- _WHAT YOU SHOULD DO_
From the line containing "the bird's head." through the last line of the entries below, repeat each line word for word and leave out the rest.

──────── ENTRIES

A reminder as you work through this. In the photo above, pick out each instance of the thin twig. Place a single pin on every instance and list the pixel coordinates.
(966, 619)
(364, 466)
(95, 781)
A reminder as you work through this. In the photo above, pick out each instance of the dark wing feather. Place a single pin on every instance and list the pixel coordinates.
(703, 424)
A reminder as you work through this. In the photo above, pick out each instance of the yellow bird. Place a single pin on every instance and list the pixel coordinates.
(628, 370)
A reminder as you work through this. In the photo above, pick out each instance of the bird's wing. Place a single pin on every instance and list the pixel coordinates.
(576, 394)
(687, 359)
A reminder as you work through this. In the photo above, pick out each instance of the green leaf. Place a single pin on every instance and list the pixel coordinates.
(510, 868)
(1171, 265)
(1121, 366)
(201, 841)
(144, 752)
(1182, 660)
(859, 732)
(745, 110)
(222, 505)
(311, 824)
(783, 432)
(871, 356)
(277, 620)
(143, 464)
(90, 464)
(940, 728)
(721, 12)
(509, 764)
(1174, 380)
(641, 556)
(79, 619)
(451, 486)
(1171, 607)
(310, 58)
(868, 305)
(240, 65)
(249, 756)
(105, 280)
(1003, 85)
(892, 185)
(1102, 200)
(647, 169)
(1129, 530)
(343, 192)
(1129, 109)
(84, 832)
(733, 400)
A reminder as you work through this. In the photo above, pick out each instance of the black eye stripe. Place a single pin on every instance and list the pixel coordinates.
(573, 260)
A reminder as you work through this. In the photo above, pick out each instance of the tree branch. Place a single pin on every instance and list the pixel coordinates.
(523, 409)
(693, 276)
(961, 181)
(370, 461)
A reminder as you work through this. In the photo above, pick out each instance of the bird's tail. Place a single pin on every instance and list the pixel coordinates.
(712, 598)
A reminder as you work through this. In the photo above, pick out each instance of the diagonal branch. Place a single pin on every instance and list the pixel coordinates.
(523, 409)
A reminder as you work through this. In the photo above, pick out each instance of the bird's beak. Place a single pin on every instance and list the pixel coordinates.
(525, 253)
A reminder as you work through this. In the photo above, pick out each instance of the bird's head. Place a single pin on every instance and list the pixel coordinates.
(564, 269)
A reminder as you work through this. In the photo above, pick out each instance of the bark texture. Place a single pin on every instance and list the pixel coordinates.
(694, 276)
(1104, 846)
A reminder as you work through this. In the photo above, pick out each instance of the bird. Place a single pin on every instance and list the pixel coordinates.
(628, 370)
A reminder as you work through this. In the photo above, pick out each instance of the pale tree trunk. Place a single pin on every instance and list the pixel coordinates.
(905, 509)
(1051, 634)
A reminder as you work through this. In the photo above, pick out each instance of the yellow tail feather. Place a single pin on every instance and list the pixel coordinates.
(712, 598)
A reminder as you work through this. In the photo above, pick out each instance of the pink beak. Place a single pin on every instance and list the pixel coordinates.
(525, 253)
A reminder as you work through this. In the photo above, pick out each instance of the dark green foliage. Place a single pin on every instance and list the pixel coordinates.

────────────────

- _IN RESPONSE_
A reminder as you work through this. In the photo above, pick out each instance of the bird's head. Place a single pin on every instance and list the pixel coordinates.
(564, 269)
A reminder as you work through this. In the photo above, pick out each instance of the bark texture. Place a single pin on every instance and list the pixel coordinates.
(694, 276)
(1104, 846)
A reminder as you work through this. In the photo above, pick out each instance of the bird. Place a single pin on every instance and list the pixel coordinates.
(628, 370)
A reminder as you work through this. In the photo above, pick out each instance of the pale tree trunk. Place a single pin on every instance and list the pixel coordinates.
(905, 509)
(1051, 634)
A reminder as you work through this. In the photo above, pick out each instance of the yellow tail feather. Place a single pin on every instance and list the pixel coordinates.
(712, 598)
A reminder as you work through this. In the photo above, pick out each instance of the pink beak. Place a single pin on every instance and list the pixel coordinates.
(525, 253)
A reminder as you work through this. In the photo above, pick out each instance of the dark green foliage. Place a single pin on every instance and list the pixel coordinates.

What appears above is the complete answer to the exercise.